* **THINGS TO DO**:
a. According to the passage on U.S. policy toward Syria, how many Syrian and foreign militiamen does Iran control?
b. Please continue the passage on U.S. policy toward Syria, picking up after its final sentence.

* **SELECTED PASSAGE**:

According to recent reporting, from an American planning perspective, that interim era is one in which the Syrian opposition will be abandoned to lose control of all territory in and around Damascus and Homs as well as portions of western Aleppo’s countryside and northwestern Idlib (principally Jisr al-Shughour). Presumably, America intends to do nothing to prevent those opposition losses, because they would in fact ‘clean up’ the interim era of enforced stability. From there, the opposition would be confined to the south and Idlib. Idlib province today, is seen by many in Washington as a lost cause – an Al-Qaeda safe-haven deserving of counter-terrorism attention, not opposition protection.

This is where America and its allies in the Middle East are acting dangerously. By pursuing our short-term interests and attacking symptoms of the Syrian crisis, we are ignoring the long-term consequences of allowing its root causes to fester. Limiting our attention to fighting ISIS will never resolve what fueled ISIS in the first place; leaving Idlib to Russia’s carpet bombing will never destroy Al-Qaeda or weaken its narrative; and strangling the moderate opposition in the south will never result in its complete surrender to Assad. Similarly, it seems extraordinarily naive to expect U.S.-Russian negotiations to result in a weakening of Iran’s role in Syria, when it is Iran that controls 160,000 Syrian and foreign militiamen and Russia controls only 30,000 Syrian soldiers.

* **EXCERPTED DATA**:
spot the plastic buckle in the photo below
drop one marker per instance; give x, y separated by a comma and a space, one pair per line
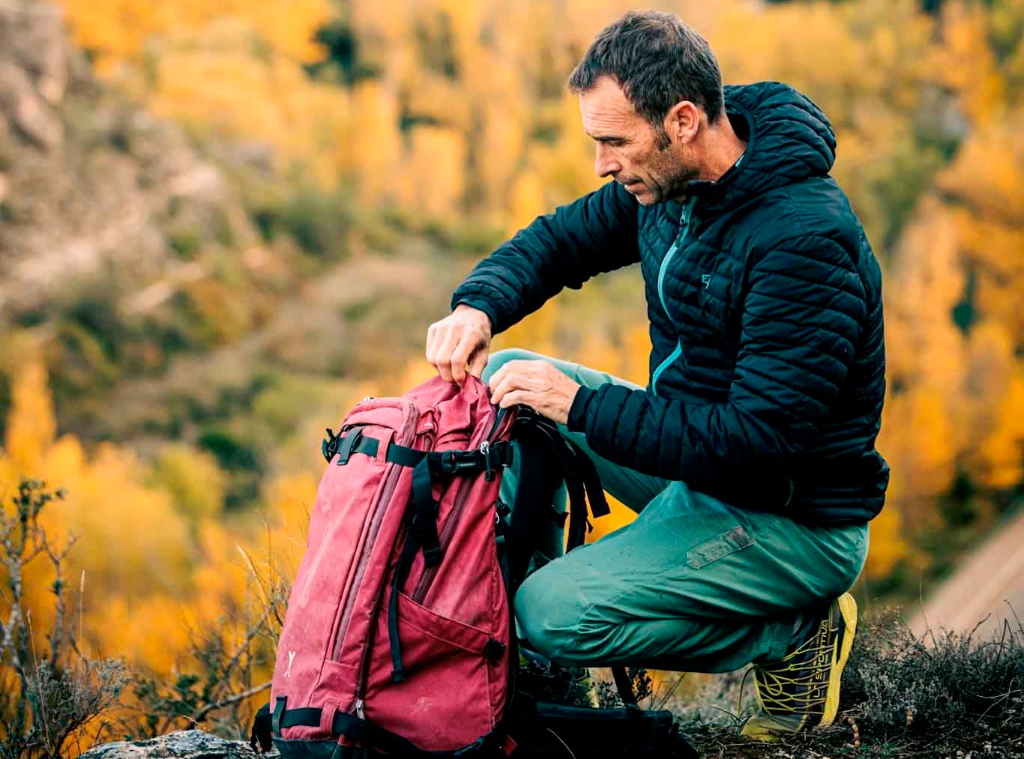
347, 444
469, 750
330, 447
454, 462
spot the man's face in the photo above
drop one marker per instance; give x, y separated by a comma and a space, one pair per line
630, 150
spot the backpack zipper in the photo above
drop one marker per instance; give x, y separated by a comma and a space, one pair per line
358, 706
454, 516
684, 226
377, 516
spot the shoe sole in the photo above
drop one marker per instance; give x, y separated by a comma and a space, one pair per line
848, 614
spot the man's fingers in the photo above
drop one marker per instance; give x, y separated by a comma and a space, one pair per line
515, 397
478, 362
460, 356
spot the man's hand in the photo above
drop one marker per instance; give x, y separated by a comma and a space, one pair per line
462, 339
537, 384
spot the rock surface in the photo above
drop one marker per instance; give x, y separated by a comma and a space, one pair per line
89, 181
180, 745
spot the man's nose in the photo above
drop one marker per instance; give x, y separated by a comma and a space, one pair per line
604, 163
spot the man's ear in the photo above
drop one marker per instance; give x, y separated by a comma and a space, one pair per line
682, 122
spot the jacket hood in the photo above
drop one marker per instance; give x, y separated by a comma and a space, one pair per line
788, 139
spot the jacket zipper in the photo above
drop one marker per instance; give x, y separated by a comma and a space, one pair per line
454, 516
377, 516
684, 226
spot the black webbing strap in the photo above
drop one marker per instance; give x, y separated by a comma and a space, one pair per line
624, 683
375, 736
487, 458
260, 740
409, 550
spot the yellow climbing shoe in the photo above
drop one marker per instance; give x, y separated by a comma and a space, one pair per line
802, 690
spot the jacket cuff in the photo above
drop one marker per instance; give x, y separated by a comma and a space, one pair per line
480, 305
578, 412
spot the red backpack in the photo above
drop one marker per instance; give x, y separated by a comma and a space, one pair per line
398, 637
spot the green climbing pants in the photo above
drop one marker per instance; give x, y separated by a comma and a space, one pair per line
692, 584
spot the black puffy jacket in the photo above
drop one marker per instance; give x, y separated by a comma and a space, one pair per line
765, 306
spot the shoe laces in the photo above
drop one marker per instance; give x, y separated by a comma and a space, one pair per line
787, 687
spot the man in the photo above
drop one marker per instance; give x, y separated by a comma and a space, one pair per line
750, 456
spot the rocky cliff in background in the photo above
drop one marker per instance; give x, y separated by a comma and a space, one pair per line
88, 183
181, 745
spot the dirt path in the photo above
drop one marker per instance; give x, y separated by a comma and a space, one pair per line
989, 582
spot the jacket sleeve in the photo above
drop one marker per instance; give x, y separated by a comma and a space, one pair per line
595, 234
804, 311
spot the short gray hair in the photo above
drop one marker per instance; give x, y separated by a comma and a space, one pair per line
657, 60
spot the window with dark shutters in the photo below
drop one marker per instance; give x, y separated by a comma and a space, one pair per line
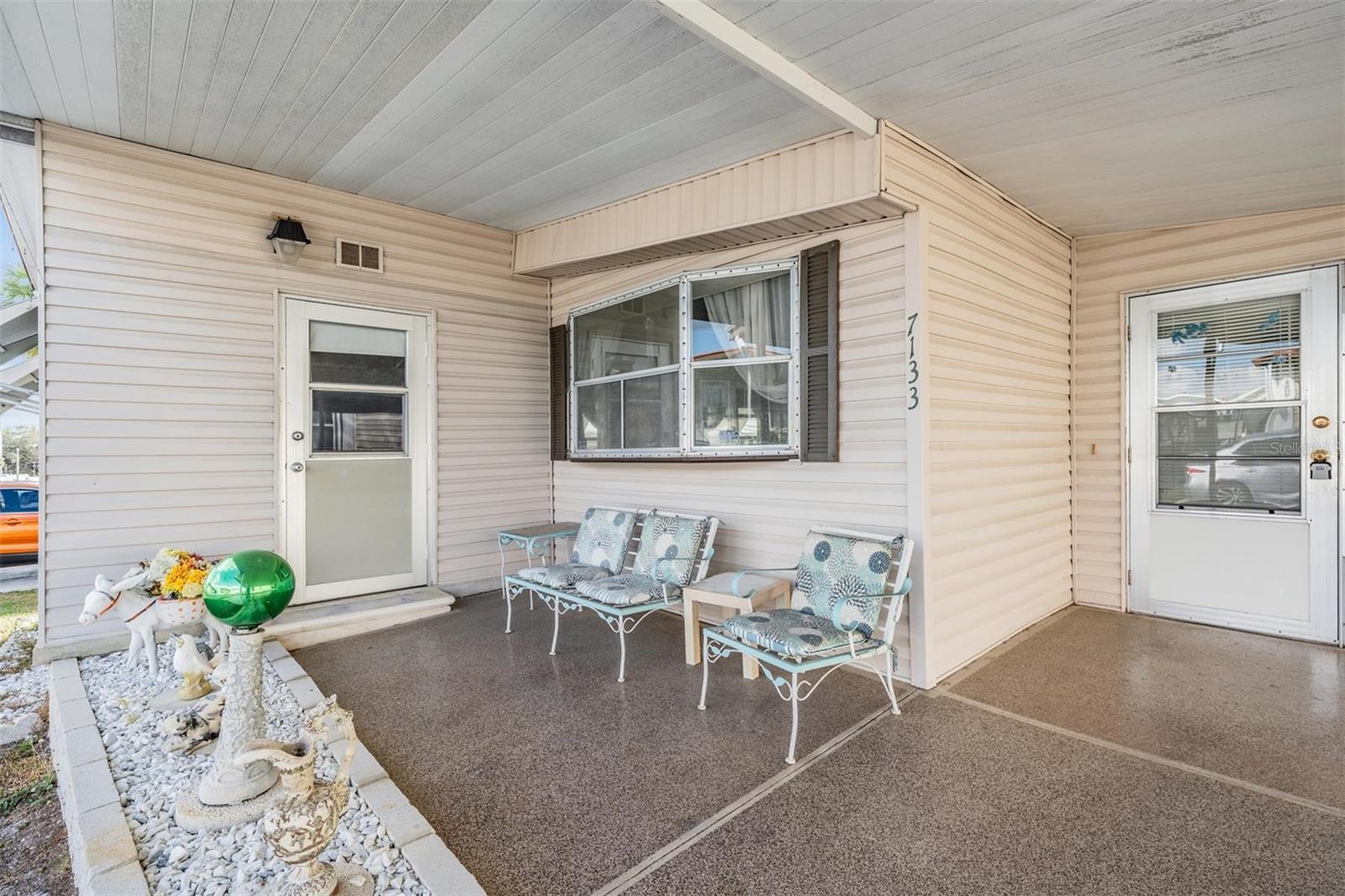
560, 392
820, 288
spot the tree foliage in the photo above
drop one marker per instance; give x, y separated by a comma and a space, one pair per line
15, 287
19, 451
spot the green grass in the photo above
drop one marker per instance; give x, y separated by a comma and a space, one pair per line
26, 777
18, 609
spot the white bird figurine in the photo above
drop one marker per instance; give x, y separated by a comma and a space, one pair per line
193, 667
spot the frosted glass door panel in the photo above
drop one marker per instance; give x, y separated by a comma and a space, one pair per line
360, 519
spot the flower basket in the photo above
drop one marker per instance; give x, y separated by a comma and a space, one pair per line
175, 579
182, 611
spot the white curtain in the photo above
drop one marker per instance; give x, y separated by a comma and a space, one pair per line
757, 318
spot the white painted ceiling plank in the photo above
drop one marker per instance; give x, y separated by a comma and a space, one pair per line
404, 40
1154, 61
488, 82
1199, 91
15, 94
1243, 161
755, 101
649, 98
548, 96
370, 20
448, 24
237, 54
131, 22
549, 93
286, 27
170, 27
793, 127
24, 24
61, 33
739, 45
1188, 132
825, 24
938, 38
320, 29
98, 45
1228, 199
558, 40
397, 128
201, 58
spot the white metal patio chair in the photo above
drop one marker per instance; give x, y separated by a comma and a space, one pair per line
847, 580
599, 551
670, 552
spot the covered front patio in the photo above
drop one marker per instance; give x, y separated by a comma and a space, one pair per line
1095, 752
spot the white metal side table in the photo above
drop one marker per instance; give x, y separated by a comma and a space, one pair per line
719, 591
535, 541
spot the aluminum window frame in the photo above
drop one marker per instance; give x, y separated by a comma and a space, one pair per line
685, 369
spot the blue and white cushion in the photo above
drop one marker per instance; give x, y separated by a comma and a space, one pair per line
604, 539
842, 580
790, 633
562, 575
629, 589
669, 548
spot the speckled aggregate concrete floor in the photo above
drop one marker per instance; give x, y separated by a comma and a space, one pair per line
950, 799
1261, 709
545, 775
548, 777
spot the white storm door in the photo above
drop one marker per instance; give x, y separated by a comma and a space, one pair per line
1232, 390
356, 450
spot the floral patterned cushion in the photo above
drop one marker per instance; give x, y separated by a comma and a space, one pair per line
604, 539
669, 548
842, 580
629, 589
791, 633
562, 575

* **TASK-BY-TASK RESULTS**:
a. 160,000

b.
The U.S. and its partners in the region have established geographical stakes in Syria’s crisis. To secure our long-term interests, those stakes must be protected, guaranteed and given the space to thrive. Creating and fostering these interim zones of opposition-controlled prosperity appears to be the best chance available to ensure that the Assad regime is not given the opportunity to re-establish soci-political dominance from east-to-west and north-to-south. If we are to work towards an interim period of reduced hostilities in Syria, then decentralizing authority to internationally-supported and defended and socially-representative opposition local councils may be the best way to strengthen our hand in determining the future design of a long-term settlement. If we pull both of our hands away from the opposition, then we will cede victory to those who guarantee further instability, to the detriment of our own long-term interests. We must also never forget that we are not just dealing with armed groups – we are playing with the lives of millions of innocent civilians.

To make the creation of interim zones of opposition-controlled prosperity a more attractive proposition to policymakers, Syria’s opposition armed factions, civil councils and exiled political bodies now face the greatest challenge of their revolution: to prove themselves to be flexible and professional partners worthy of continued support. Opposition groups in northern Syria may now have realized that welcoming Jabhat al-Nusra in as an ally was a double-edged sword, but that is five years too late. If Idlib is to be saved from the brutality of a pro-Assad coalition campaign or from becoming a walled-in ‘Talibanistan,’ then the opposition must urgently develop an alternative path forward there. Some elements of Syria’s opposition are in a position today to become valuable new partners in the continued U.S.-led fight against ISIS. Others who are not must urgently adapt to today’s new circumstances and work constructively to protect what they still control and represent.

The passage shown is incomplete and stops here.